Task to complete: List every line of the rows below that contains the word "roof", copying each line in full.

>> Begin Provided records

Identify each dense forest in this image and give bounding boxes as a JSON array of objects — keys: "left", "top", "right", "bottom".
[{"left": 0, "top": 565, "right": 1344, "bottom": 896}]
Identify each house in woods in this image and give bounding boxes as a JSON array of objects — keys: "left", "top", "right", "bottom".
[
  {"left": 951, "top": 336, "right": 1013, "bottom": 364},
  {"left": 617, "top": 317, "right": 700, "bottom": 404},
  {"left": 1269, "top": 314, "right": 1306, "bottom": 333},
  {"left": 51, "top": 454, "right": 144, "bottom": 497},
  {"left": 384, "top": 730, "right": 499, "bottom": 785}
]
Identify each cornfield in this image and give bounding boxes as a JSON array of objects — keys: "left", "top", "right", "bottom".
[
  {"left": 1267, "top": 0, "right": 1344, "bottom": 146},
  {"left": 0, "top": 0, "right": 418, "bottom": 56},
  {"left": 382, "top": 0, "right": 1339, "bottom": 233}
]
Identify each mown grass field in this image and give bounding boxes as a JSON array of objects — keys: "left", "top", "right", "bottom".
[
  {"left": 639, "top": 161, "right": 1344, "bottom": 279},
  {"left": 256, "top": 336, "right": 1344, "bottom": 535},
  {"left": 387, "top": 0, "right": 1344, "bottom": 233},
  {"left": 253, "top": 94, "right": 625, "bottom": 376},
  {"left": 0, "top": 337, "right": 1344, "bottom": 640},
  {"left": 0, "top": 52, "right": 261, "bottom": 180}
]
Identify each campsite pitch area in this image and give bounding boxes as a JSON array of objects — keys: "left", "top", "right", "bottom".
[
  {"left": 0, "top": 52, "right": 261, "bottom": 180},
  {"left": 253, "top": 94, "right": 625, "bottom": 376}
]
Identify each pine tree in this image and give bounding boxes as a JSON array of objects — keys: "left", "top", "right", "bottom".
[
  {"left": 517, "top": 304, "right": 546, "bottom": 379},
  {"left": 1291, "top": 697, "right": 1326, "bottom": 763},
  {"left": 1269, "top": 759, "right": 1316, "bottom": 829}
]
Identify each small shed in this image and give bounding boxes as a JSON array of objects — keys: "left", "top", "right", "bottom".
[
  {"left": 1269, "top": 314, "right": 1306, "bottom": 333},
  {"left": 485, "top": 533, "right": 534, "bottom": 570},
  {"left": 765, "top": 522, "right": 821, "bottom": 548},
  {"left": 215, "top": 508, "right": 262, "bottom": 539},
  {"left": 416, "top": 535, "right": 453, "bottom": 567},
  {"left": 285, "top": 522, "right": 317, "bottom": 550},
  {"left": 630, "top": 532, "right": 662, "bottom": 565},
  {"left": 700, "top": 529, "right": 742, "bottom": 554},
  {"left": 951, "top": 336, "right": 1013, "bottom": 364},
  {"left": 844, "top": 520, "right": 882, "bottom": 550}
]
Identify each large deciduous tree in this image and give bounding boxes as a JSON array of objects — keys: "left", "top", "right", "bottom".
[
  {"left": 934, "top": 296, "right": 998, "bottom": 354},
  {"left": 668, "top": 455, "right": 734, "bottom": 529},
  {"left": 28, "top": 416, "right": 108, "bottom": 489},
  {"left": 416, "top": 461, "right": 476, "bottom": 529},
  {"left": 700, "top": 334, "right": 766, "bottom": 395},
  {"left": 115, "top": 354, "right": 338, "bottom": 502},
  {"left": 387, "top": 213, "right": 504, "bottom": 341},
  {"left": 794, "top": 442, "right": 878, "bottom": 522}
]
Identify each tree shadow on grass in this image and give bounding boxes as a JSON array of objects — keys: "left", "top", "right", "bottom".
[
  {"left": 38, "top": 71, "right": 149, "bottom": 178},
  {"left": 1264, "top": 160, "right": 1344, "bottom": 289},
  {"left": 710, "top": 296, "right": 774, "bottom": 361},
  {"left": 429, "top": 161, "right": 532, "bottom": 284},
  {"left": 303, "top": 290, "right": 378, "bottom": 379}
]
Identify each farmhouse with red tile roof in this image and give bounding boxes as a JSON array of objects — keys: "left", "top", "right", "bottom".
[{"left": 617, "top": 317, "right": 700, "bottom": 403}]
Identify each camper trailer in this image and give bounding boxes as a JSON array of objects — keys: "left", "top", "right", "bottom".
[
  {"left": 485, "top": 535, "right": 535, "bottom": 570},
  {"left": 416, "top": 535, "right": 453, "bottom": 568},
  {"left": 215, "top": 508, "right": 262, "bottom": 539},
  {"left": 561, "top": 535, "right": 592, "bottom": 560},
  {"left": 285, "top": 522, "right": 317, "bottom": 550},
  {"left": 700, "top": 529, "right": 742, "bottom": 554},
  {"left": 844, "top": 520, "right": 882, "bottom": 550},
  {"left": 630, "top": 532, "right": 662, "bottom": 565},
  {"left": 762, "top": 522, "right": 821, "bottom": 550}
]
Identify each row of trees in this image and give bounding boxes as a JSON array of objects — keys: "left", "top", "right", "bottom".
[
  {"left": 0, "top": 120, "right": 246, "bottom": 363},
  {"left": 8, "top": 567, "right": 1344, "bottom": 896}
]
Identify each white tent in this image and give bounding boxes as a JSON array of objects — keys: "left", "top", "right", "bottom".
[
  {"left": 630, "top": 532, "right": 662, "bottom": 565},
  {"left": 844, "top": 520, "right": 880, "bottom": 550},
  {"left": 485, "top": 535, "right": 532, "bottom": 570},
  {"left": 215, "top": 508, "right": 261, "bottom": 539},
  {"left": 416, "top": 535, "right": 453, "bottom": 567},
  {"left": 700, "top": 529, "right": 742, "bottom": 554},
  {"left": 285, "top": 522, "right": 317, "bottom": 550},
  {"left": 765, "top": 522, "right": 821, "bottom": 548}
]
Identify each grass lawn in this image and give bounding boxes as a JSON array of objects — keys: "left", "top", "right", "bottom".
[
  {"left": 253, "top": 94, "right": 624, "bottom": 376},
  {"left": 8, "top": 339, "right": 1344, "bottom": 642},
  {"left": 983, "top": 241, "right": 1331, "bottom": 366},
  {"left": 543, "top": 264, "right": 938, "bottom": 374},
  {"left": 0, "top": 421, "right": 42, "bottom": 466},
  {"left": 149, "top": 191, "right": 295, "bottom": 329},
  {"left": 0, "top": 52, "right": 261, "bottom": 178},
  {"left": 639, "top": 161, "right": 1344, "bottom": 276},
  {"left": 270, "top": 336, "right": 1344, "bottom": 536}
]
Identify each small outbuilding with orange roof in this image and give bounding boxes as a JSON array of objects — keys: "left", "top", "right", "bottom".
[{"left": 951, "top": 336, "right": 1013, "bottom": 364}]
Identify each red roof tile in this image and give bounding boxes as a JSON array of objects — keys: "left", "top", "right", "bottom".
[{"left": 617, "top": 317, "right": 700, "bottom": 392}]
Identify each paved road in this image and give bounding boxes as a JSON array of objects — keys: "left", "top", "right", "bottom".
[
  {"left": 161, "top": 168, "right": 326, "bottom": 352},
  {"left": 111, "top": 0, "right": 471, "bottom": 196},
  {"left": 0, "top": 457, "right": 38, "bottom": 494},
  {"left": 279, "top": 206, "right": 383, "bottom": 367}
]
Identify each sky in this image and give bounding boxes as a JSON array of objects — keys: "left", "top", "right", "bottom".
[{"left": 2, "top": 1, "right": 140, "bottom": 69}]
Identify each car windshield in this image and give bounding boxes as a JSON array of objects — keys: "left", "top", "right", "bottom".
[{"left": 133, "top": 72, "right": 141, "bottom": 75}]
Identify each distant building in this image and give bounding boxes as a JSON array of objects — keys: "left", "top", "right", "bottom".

>> End Provided records

Answer to the exercise:
Identify each farmhouse with red tile roof in this image and give bounding boxes as a JSON array of objects — keys: "left", "top", "right", "bottom".
Identify each small outbuilding with orange roof in this image and give bounding boxes as a JSON array of objects — keys: "left", "top", "right", "bottom".
Identify each red roof tile in this image and give bounding boxes as a JSON array of objects — keys: "left", "top", "right", "bottom".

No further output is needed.